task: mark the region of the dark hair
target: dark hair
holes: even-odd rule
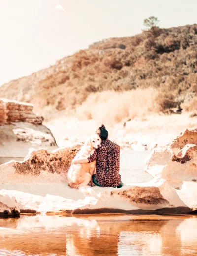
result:
[[[105,141],[108,138],[108,131],[106,130],[104,124],[101,124],[96,131],[102,141]]]

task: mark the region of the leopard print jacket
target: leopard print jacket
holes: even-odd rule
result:
[[[88,162],[96,161],[95,178],[104,187],[115,187],[121,182],[120,146],[109,140],[103,141],[100,147],[88,157]]]

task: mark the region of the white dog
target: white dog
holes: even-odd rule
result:
[[[74,159],[88,157],[94,149],[100,147],[101,142],[98,135],[92,135],[86,140]],[[68,173],[68,185],[72,188],[78,188],[79,186],[88,185],[90,182],[92,184],[92,176],[95,173],[95,167],[96,161],[90,163],[72,164]]]

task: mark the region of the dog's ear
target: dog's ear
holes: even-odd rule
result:
[[[91,140],[90,138],[88,138],[88,139],[86,139],[86,140],[85,142],[85,144],[88,146],[91,146]]]

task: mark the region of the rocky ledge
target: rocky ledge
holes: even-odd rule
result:
[[[30,150],[57,148],[43,118],[33,113],[32,104],[0,99],[0,164],[23,160]]]
[[[145,171],[153,177],[147,183],[127,184],[120,189],[86,186],[71,189],[66,176],[80,149],[77,145],[51,153],[33,151],[23,162],[1,165],[0,195],[16,200],[17,209],[23,213],[195,213],[197,133],[197,129],[186,130],[168,148],[153,150],[146,163]],[[6,205],[10,207],[8,202]],[[0,212],[4,210],[1,207]]]

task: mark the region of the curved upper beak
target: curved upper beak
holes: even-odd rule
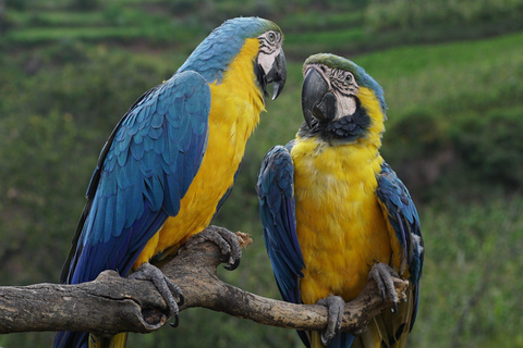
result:
[[[265,79],[267,84],[273,83],[272,100],[275,100],[283,90],[287,80],[287,61],[282,49],[280,49],[280,53],[276,57]]]
[[[324,76],[311,67],[305,75],[302,88],[303,117],[312,127],[313,117],[319,121],[330,121],[336,116],[337,102]]]

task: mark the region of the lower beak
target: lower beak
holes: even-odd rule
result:
[[[287,80],[287,61],[283,50],[280,50],[280,53],[276,57],[266,80],[268,84],[273,83],[272,100],[275,100],[283,90]]]

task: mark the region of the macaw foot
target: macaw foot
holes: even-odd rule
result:
[[[171,326],[177,327],[179,324],[179,306],[182,306],[184,302],[180,287],[172,283],[158,268],[147,262],[143,263],[129,277],[131,279],[149,281],[155,284],[169,307],[169,316],[174,316],[174,323],[171,323]]]
[[[345,301],[341,296],[331,295],[320,299],[316,304],[326,306],[329,311],[327,330],[321,333],[321,343],[324,346],[328,346],[330,340],[340,334],[343,312],[345,311]]]
[[[399,278],[398,272],[392,270],[387,263],[376,263],[370,269],[368,274],[369,279],[375,279],[378,285],[379,291],[381,291],[381,297],[384,302],[386,299],[392,301],[392,313],[398,313],[398,294],[394,289],[394,279],[392,277]]]
[[[184,246],[184,249],[188,249],[192,246],[210,240],[220,247],[221,253],[226,256],[226,270],[233,271],[240,265],[240,259],[242,258],[242,248],[234,233],[227,228],[210,225],[200,233],[192,236]]]

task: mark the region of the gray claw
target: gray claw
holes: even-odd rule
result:
[[[398,294],[394,289],[394,279],[399,278],[398,272],[396,272],[390,265],[386,263],[376,263],[368,274],[368,278],[375,279],[384,302],[389,299],[392,301],[392,313],[398,313]]]
[[[321,343],[324,346],[328,346],[330,340],[340,334],[343,312],[345,310],[345,301],[341,296],[331,295],[327,298],[320,299],[316,304],[326,306],[329,311],[327,330],[321,333]]]
[[[192,236],[184,248],[188,249],[206,240],[210,240],[220,247],[221,253],[226,256],[226,263],[229,264],[224,266],[226,270],[233,271],[240,265],[242,248],[240,247],[238,237],[234,233],[223,227],[208,226],[200,233]]]
[[[180,302],[180,306],[184,302],[182,290],[178,285],[173,284],[158,268],[150,263],[143,263],[138,270],[129,277],[132,279],[153,282],[169,308],[169,316],[175,316],[178,323],[178,313],[180,310],[174,297],[179,299],[178,302]]]

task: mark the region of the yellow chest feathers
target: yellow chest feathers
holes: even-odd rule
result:
[[[209,135],[202,165],[181,201],[180,212],[149,240],[135,268],[158,252],[178,248],[207,227],[218,202],[233,185],[247,138],[265,110],[253,65],[258,46],[257,39],[247,39],[221,83],[210,84]]]
[[[391,254],[375,194],[382,159],[374,146],[330,147],[316,139],[299,139],[291,156],[303,300],[314,303],[329,294],[352,299],[369,268],[388,263]]]

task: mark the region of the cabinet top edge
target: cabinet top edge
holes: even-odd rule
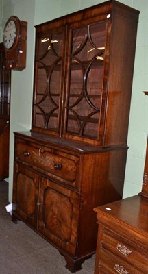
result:
[[[135,195],[94,208],[98,223],[108,223],[116,227],[122,224],[130,226],[135,231],[143,231],[148,234],[148,199]],[[140,221],[141,220],[141,222]]]
[[[42,145],[47,147],[51,145],[54,149],[59,149],[60,147],[60,149],[62,150],[66,149],[67,151],[73,151],[77,155],[101,153],[119,149],[127,150],[128,149],[127,145],[106,147],[96,147],[86,145],[85,143],[71,141],[70,140],[66,140],[65,138],[53,135],[43,134],[34,132],[14,132],[14,134],[15,136],[20,138],[24,138],[32,142],[34,141],[38,144],[40,143]]]
[[[44,27],[46,27],[46,25],[48,25],[49,23],[54,23],[55,22],[56,22],[57,23],[57,21],[59,21],[59,22],[62,21],[62,23],[64,23],[64,24],[69,24],[73,23],[73,19],[75,21],[76,17],[77,17],[77,21],[82,21],[84,19],[89,18],[92,16],[95,17],[112,12],[119,12],[120,14],[121,12],[121,14],[123,16],[135,20],[136,21],[138,21],[138,15],[140,13],[139,10],[136,10],[134,8],[128,6],[125,4],[123,4],[123,3],[119,2],[116,0],[109,0],[97,5],[79,10],[77,12],[67,14],[66,15],[56,18],[51,21],[42,23],[41,24],[36,25],[34,27],[36,28],[36,32],[40,32],[40,31],[42,31],[42,28],[44,29]]]

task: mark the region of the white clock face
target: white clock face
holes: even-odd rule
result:
[[[3,32],[3,43],[6,49],[10,49],[13,46],[16,38],[16,27],[15,22],[10,20],[6,25]]]

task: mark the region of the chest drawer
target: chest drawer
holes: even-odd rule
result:
[[[56,150],[53,153],[49,151],[46,147],[38,147],[16,142],[15,160],[23,161],[32,165],[33,168],[37,167],[71,183],[74,183],[76,180],[79,158],[70,154]]]
[[[108,269],[108,274],[146,274],[147,273],[145,269],[143,271],[138,270],[137,265],[132,266],[131,264],[122,260],[120,257],[115,256],[103,248],[100,251],[99,269]],[[99,273],[103,273],[102,271],[99,271]]]
[[[103,229],[101,248],[148,273],[148,253],[135,243],[110,231]]]

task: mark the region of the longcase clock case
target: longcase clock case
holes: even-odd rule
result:
[[[96,249],[93,208],[122,198],[139,12],[116,1],[36,27],[32,125],[15,132],[12,220],[73,273]]]

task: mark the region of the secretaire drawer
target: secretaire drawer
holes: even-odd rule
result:
[[[124,261],[137,264],[139,270],[145,269],[148,273],[148,253],[125,238],[105,229],[103,230],[101,246],[101,249],[110,251]]]
[[[74,182],[78,171],[79,158],[61,151],[54,150],[53,153],[49,150],[46,147],[16,142],[15,160],[23,161],[59,178]]]

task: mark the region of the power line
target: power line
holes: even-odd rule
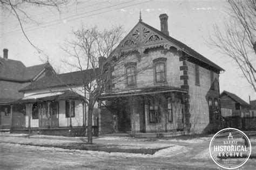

○ ○ ○ ○ ○

*EXERCISE PROMPT*
List each line of the listing above that contains the string "jacket".

*FINISHED TASK*
task: mark the region of the leopard print jacket
target: leopard print jacket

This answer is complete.